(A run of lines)
>> START
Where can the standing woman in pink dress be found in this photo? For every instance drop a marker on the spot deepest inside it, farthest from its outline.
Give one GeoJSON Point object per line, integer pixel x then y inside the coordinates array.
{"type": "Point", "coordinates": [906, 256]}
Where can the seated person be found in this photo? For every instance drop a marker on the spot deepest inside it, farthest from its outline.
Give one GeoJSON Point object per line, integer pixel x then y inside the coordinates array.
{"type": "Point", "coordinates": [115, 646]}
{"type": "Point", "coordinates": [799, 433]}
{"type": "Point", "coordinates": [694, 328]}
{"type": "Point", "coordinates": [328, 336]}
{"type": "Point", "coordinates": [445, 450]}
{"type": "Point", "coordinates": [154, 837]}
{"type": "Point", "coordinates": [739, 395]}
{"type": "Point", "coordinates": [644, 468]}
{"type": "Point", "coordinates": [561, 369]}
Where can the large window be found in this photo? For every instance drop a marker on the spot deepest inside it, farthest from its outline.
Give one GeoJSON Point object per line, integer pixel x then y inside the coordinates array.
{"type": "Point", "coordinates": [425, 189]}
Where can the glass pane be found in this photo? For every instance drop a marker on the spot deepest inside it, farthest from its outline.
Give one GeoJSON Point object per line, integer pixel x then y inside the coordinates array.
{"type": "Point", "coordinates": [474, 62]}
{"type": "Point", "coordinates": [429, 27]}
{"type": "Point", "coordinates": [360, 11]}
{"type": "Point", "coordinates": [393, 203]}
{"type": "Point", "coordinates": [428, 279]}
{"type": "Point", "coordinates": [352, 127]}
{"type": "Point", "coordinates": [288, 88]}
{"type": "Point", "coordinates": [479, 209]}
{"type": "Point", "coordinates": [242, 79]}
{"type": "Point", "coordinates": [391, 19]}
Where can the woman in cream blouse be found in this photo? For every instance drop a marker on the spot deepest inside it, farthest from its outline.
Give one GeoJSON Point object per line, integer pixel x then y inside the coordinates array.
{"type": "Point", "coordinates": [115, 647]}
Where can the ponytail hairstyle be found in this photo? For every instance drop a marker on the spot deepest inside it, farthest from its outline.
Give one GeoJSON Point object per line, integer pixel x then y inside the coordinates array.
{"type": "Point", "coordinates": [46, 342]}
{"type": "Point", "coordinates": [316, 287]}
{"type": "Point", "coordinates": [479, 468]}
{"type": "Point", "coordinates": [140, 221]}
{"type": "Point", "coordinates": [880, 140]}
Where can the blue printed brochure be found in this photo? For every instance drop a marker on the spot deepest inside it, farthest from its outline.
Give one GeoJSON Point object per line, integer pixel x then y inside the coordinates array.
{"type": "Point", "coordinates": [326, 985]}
>> END
* [EXERCISE DESCRIPTION]
Rewrite the lines above as a two-column CSV with the headers text and answer. Each row should pair one block of wording with every point that follows it, with each field in double quotes and line breaks replaced by spaces.

* [FINAL RESULT]
text,answer
"Where can the standing woman in pink dress be found in this photo? For every instance drop a marker on the spot deepest inside it, farthest from its outline. Give one GeoJSON Point object per line, integer pixel x then y inside the coordinates array.","{""type"": ""Point"", ""coordinates"": [906, 256]}"
"Where can the seated person be found in this photo? For every instance drop a marker on the spot deepest inside it, farthest from its outline. Give one GeoJSON Point object per line, integer pixel x then y inside the coordinates array.","{""type"": ""Point"", ""coordinates"": [115, 646]} {""type"": ""Point"", ""coordinates"": [799, 433]} {""type"": ""Point"", ""coordinates"": [694, 328]} {""type"": ""Point"", ""coordinates"": [328, 336]} {""type"": ""Point"", ""coordinates"": [445, 450]} {""type"": ""Point"", ""coordinates"": [154, 837]} {""type"": ""Point"", ""coordinates"": [739, 395]} {""type"": ""Point"", ""coordinates"": [644, 468]} {""type"": ""Point"", ""coordinates"": [561, 369]}"
"Where can the large window be found in this photo? For every instance drop a marker on the spot deepest inside it, farthest from its outline. Give one GeoJSON Point object per line, integer pixel x then y inside the coordinates array.","{""type"": ""Point"", ""coordinates"": [425, 189]}"
"Where can the glass pane be found in this photo? For every instance drop a marker on the spot deepest inside it, farthest from its outline. Give one GeoJSON Point object per line, integer pixel x then y inside the coordinates array.","{""type"": ""Point"", ""coordinates"": [474, 62]} {""type"": ""Point"", ""coordinates"": [429, 27]} {""type"": ""Point"", ""coordinates"": [360, 11]} {""type"": ""Point"", ""coordinates"": [393, 203]} {""type"": ""Point"", ""coordinates"": [428, 279]} {""type"": ""Point"", ""coordinates"": [352, 127]} {""type"": ""Point"", ""coordinates"": [288, 88]} {""type"": ""Point"", ""coordinates"": [479, 209]} {""type"": ""Point"", ""coordinates"": [242, 79]} {""type"": ""Point"", ""coordinates"": [391, 19]}"
"Where can the woman in cream blouse be found in this photo? For every instance drop a marker on the spot deepest inside it, farthest from its outline. Give one GeoJSON Point object per line, integer pixel x then y inside the coordinates array.","{""type"": ""Point"", ""coordinates"": [115, 647]}"
"Where can the ponytail hairstyle be found in this photo? For every instance drop a marker on the spot deepest inside it, farthest from its outline. Give one GeoJSON Point object per line, integer pixel x then y inside the coordinates array.","{""type"": ""Point"", ""coordinates"": [46, 342]} {""type"": ""Point"", ""coordinates"": [316, 287]} {""type"": ""Point"", ""coordinates"": [479, 468]} {""type"": ""Point"", ""coordinates"": [140, 221]} {""type"": ""Point"", ""coordinates"": [880, 140]}"
"Where can the blue printed brochure be found in this photo? For every instance drop a marker on the spot deepest inside it, farthest from its outline. Give one GeoJSON Point object per line, integer pixel x then y inside the coordinates array.","{""type"": ""Point"", ""coordinates"": [326, 985]}"